Das Vorgehen der chilenischen Imker legt eine fundamentale Frage offen: Was genau verteidigen sie, wenn sie mit Bienenstöcken vor dem Regierungspalast demonstrieren? Sich selbst, ist man versucht zu antworten. Schließlich sind es die Imker, die am meisten unter der aktuellen Dürre leiden und deren Lebensgrundlage bedroht ist. Sie sind es, die finanzielle Unterstützung von der Regierung verlangen – und die Tiere zu diesem Zweck medienwirksam einsetzen und zu Komplizen machen.
Doch die Mobilisierung hat noch eine weitere Dimension. „Wer verteidigt, [...] wer vertritt [...] die Bienen und die Pflanzen, die sie bestäuben? [...] Wer spricht in ihrem Namen?“, fragte Michel Serres in Temps des crises (2009 auf französisch erschienen). In unserer Zeit der ökologischen Krise stellt sich die Frage nach dem Platz der nichtmenschlichen Lebewesen in der Politik, nach ihren Rechten und der Art und Weise, wie sie diesen Rechten Gehör verschaffen können, mit einer neuartigen Dringlichkeit: „Ein endgültiger Schlag gegen den menschlichen Narzissmus: Wir müssen die Welt als Akteur in unsere politischen Beziehungen einbinden.“ Die Imker schaffen hier eine Möglichkeit, den Bienen eine Stimme zu verleihen. Und ihr Kampf gilt auch den honigsammelnden Insekten, wie José Iturra, einer von ihnen, erklärt: „Wir haben wegen der Dürre demonstriert, der Dürre in der Gemeinde Colina, wo die Bienen sterben. Bienen sind auf der ganzen Welt wichtig“.

--- Anweisungen ---
1. In welcher Gemeinde sterben laut José Iturra im Textausschnitt die Bienen wegen der Dürre?
2. Gib aus dem Textausschnitt alles von „Das Vorgehen der“ bis hinunter zu „zu Komplizen machen.“ wortgetreu wieder.
Stütze dich allein auf den Textausschnitt.

--- Verfügbare Daten ---

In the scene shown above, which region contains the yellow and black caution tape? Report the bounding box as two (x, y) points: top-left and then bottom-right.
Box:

--- Vollständige Antworten ---
1. In der Gemeinde Colina.

2.
Das Vorgehen der chilenischen Imker legt eine fundamentale Frage offen: Was genau verteidigen sie, wenn sie mit Bienenstöcken vor dem Regierungspalast demonstrieren? Sich selbst, ist man versucht zu antworten. Schließlich sind es die Imker, die am meisten unter der aktuellen Dürre leiden und deren Lebensgrundlage bedroht ist. Sie sind es, die finanzielle Unterstützung von der Regierung verlangen – und die Tiere zu diesem Zweck medienwirksam einsetzen und zu Komplizen machen.